Work to complete
Write out the full set of records exactly. Any pictures in them do not belong in the copy.

BEGIN Material shown

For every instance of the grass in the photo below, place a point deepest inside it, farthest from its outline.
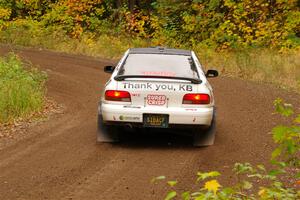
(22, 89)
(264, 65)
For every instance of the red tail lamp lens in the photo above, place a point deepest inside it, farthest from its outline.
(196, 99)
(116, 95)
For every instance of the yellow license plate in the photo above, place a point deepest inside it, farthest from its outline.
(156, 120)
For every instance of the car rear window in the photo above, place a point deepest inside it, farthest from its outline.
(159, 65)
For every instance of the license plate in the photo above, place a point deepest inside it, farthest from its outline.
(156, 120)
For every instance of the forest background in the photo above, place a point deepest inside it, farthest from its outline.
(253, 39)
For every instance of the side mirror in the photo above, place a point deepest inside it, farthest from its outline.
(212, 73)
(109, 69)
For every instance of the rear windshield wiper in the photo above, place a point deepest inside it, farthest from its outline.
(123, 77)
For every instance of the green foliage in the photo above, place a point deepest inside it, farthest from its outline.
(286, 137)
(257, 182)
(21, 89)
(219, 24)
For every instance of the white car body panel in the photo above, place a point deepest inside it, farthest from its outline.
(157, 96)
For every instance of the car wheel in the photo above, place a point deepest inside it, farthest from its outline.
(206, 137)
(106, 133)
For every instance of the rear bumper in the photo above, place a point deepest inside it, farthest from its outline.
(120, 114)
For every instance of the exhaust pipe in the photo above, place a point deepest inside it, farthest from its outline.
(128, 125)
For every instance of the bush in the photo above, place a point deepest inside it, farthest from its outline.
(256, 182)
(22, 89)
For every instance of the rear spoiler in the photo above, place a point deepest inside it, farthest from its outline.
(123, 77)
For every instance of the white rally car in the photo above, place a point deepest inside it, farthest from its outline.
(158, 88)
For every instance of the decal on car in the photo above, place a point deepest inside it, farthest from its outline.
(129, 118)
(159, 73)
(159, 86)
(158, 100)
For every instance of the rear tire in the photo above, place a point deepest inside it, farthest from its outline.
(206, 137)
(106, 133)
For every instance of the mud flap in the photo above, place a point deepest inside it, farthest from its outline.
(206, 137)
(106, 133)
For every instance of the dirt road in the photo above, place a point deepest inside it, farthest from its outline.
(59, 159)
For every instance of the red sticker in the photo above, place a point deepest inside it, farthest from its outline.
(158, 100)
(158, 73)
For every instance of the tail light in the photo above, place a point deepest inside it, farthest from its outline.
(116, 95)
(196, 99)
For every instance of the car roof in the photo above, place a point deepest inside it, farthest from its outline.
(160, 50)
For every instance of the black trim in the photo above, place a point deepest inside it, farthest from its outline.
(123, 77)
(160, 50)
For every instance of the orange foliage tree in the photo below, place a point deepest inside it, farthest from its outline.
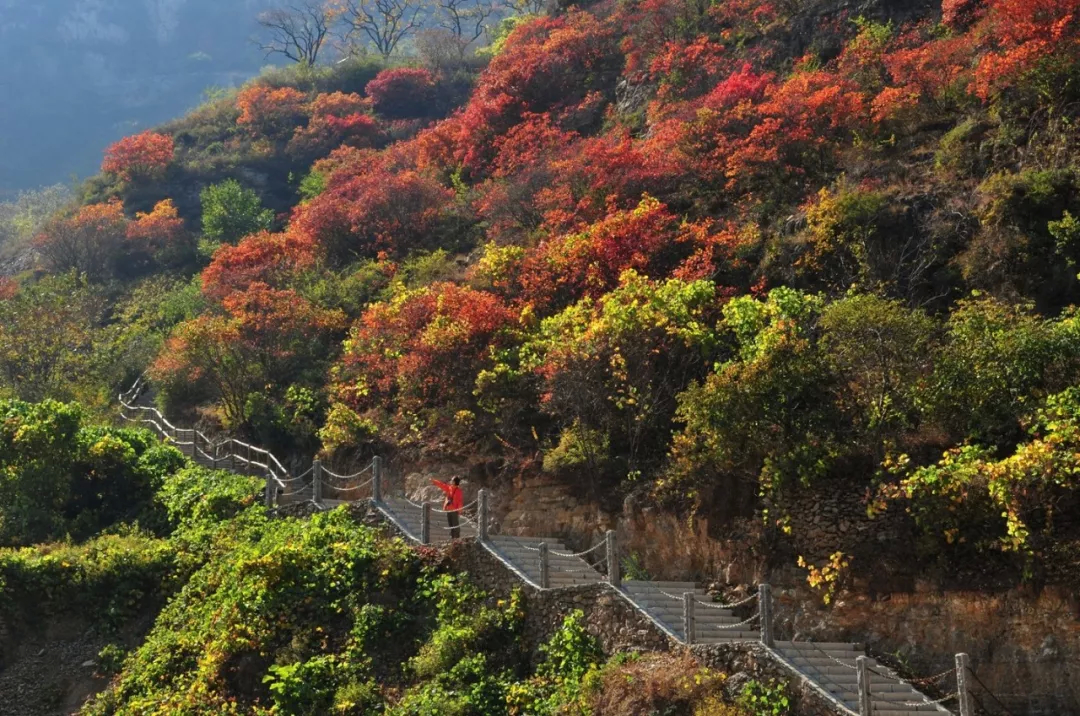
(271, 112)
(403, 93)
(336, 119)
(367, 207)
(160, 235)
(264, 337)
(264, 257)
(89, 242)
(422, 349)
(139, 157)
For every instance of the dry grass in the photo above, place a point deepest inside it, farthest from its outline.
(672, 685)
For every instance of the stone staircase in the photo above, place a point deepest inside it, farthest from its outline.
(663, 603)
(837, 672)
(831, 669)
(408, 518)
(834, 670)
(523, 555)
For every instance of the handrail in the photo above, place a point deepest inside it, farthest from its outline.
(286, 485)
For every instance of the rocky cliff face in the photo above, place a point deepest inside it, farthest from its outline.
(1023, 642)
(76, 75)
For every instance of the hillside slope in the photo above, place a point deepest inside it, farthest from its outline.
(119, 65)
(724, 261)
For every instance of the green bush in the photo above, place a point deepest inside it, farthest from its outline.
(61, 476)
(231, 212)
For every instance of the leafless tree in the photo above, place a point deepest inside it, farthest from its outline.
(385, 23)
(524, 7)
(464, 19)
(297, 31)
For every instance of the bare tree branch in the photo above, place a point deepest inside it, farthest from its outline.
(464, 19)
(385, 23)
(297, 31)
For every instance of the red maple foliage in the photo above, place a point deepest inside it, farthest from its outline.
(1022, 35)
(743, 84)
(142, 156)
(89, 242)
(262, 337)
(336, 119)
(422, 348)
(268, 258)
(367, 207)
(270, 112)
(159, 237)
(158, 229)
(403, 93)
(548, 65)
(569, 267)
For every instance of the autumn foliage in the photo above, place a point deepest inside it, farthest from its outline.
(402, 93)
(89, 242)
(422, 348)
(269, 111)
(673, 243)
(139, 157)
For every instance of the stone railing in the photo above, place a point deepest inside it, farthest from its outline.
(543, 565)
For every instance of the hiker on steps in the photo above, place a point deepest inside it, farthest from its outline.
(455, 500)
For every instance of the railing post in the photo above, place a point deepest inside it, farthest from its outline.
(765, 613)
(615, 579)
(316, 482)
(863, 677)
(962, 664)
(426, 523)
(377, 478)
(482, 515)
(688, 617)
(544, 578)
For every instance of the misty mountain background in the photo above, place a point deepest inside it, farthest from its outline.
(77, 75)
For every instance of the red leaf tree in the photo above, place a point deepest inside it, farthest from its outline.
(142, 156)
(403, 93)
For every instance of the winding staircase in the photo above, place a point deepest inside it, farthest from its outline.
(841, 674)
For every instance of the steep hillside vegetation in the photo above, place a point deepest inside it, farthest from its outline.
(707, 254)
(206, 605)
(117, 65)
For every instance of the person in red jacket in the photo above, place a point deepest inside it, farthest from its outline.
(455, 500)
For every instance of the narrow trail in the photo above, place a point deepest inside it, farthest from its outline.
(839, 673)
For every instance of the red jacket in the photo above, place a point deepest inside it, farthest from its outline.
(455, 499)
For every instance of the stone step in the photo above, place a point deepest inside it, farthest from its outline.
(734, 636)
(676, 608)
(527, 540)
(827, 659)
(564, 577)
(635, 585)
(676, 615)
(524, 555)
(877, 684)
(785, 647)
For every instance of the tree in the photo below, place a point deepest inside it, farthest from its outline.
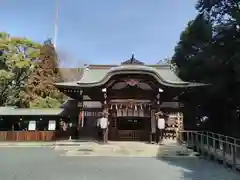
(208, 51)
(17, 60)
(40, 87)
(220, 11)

END Material shown

Answer section
For every instance of the grass in the photo below, place a point deepest inside it, farthest from its outline.
(22, 89)
(264, 65)
For every instance of the red tail lamp lens in the photo above, place a point deepest inside it, farthest from its outline.
(196, 99)
(116, 95)
For every instance of the yellow license plate in the photo above, place a point deepest inside it, farthest from its outline.
(156, 120)
For every instance of the car rear window in the photo above, place a point deepest inside it, farthest from its outline.
(159, 65)
For every instance of the license plate in the photo above, place a point deepest inside it, farthest from its outline.
(156, 120)
For every instance of the forest background in the photo above, place a point deepest inside it, farthest from its outline.
(253, 39)
For every instance of the side mirror in the photo above, place a point deepest inside it, farthest from its outline.
(212, 73)
(109, 69)
For every instance of the rear windshield wiper in the photo above, place a point deepest inside it, farthest from its outline.
(123, 77)
For every instance of the green foliage in the photo above, place a point deepest inside it, farthest from its outline.
(286, 137)
(257, 182)
(21, 89)
(219, 24)
For every instance of the white car body panel in the photo above, place a point deepest inside it, farthest from its outline.
(157, 96)
For every instance of the car wheel in the photo above, place a point deepest inside it, farthest from its outline.
(206, 137)
(106, 133)
For every instance of the rear bumper in the photo above, place a point deepest inside it, farthest from its outline.
(120, 114)
For every instance of the exhaust pipe in the photo above, place a point deepest inside it, farthest from its outline.
(128, 125)
For every instance of the bush in the photo above, place a point deepest inside it, farthest from its outline.
(256, 182)
(22, 89)
For every instance of the rear spoiler in the photo above, place a point deepest inside it, farthest from its outline.
(123, 77)
For every instance of the white rally car in the photo above, place a point deepest inside it, farthest from its outline.
(158, 88)
For every instance of the decal on car in the photo above, place a point deepest inside it, farthest from its outline.
(129, 118)
(159, 73)
(159, 86)
(158, 100)
For every instance of the rear tire in the photo above, place a point deepest inside it, farthest from its outline.
(206, 137)
(106, 133)
For every instance of the mud flap in the photo above, place a point deepest inside it, farthest from its outline.
(206, 137)
(106, 133)
For every instance of the dirt road in the photo above, place a point deepest inside it, farthest from its outline.
(59, 159)
For every instance of the red sticker in the photo above, place a point deepest inside it, farthest from its outline.
(158, 100)
(158, 73)
For every instance of the tail light in the photo above, place a point deepest inside it, farthest from its outline.
(116, 95)
(196, 99)
For every instance of the car roof in the photo above, place a point deepest inside it, farthest from its outline.
(160, 50)
For every instance of the black trim in the photo above, place a point deepest inside it, farthest from its outline.
(123, 77)
(160, 50)
For every instance of the orange foliage tree in the photo below, place a point deepest inside it, farthest from its outline.
(271, 112)
(403, 93)
(336, 119)
(367, 207)
(160, 235)
(264, 337)
(264, 257)
(89, 242)
(422, 349)
(139, 157)
For every instance of the dry grass in the photo above, place a point deepest inside it, farthest from its outline.
(672, 685)
For every instance of the stone staircase in the photo above, place a point deepest inside it, farthest from its outline.
(663, 603)
(837, 672)
(831, 669)
(408, 518)
(834, 670)
(523, 555)
For every instance of the handrail in the photo above, place a point deepest inside it, farthest from its outline.
(286, 485)
For every instance of the rocky cliff face in the photo above, place a point deepest inside it, farthest from its outline.
(1023, 642)
(76, 75)
For every instance of the hillside slope in the photo above, place a point deepest inside it, farthest from its outline.
(119, 65)
(724, 261)
For every instance of the green bush in the photo above, place a point deepest inside it, farthest from its outline.
(61, 476)
(231, 212)
For every instance of the leafless tree in the photo above, place a point deepest inside it, farthest from its outline.
(385, 23)
(524, 7)
(464, 19)
(297, 31)
For every instance of the bare tree branch in the photo above, place a point deepest inside it, farthest from its outline.
(464, 19)
(385, 23)
(297, 31)
For every instance of the red maple foliage in the photo above, place a point deepest inside it, farthest from its outline.
(1022, 35)
(743, 84)
(142, 156)
(89, 242)
(262, 337)
(336, 119)
(422, 348)
(268, 258)
(367, 207)
(270, 112)
(159, 237)
(158, 229)
(403, 93)
(548, 65)
(569, 267)
For every instance of the autumn foliage in the photo above, place a point deepest inside it, farthest from its outline.
(402, 93)
(89, 242)
(422, 348)
(269, 111)
(673, 243)
(139, 157)
For every instance of the stone railing in the photo above, place a point deepest inside it, farthest from its outline.
(543, 565)
For every instance of the hiker on steps in the photo above, place a point deepest inside it, farthest from its outline.
(455, 500)
For every instance of the railing post in the photo above, place a point deepest inside it, farthest from its outline.
(765, 613)
(615, 579)
(316, 482)
(863, 677)
(962, 664)
(426, 523)
(377, 478)
(482, 515)
(688, 617)
(544, 578)
For every instance of the misty mountain background in the photo above, place a point deepest inside it, farthest from its outline.
(77, 75)
For every instance of the red leaf tree in the photo above, place a point deepest inside it, farthest from its outline.
(142, 156)
(403, 93)
For every instance of the winding staircase in the photo above, place a point deepest inside it, farthest from its outline.
(841, 674)
For every instance of the steep hillside vegetation in the photo above, place a point deepest inside it, farthest from its outline.
(707, 254)
(206, 605)
(117, 65)
For every instance of the person in red jacket in the photo above, place a point deepest inside it, farthest from its outline.
(455, 500)
For every instance of the narrow trail in the photo above, place a point deepest inside it, farthest from its outline.
(839, 673)
For every instance of the red jacket in the photo above, place a point deepest inside it, farthest from its outline.
(455, 499)
For every instance of the stone step in the photo above, place a point deepest inside it, farthest from its outline.
(734, 636)
(676, 608)
(527, 540)
(827, 659)
(564, 577)
(635, 585)
(676, 615)
(524, 555)
(877, 684)
(785, 647)
For every instance of the tree in the photo below, place a point deepest inside it, farthest from its outline.
(208, 51)
(17, 60)
(40, 87)
(220, 11)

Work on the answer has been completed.